> [How to complete this task]
Print the lines from the one containing "target: low stone wall" through the end of the material below, both included, exactly as they appear and without pictures.
******
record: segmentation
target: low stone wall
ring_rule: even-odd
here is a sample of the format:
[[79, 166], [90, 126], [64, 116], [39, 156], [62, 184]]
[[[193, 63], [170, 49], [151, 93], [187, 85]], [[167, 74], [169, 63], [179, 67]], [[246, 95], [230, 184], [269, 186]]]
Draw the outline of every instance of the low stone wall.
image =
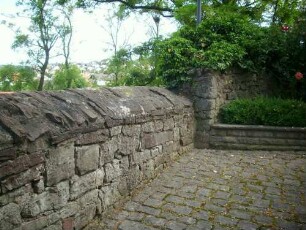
******
> [Answer section]
target: low stone wall
ring_rule: even-odd
here is a sample of the format:
[[79, 166], [90, 126], [64, 116], [39, 156], [62, 184]]
[[[193, 63], [170, 49], [151, 93], [187, 85]], [[167, 74], [169, 63], [179, 67]], [[246, 95], [230, 184], [269, 186]]]
Draw the outline of every instance of the low stone wall.
image =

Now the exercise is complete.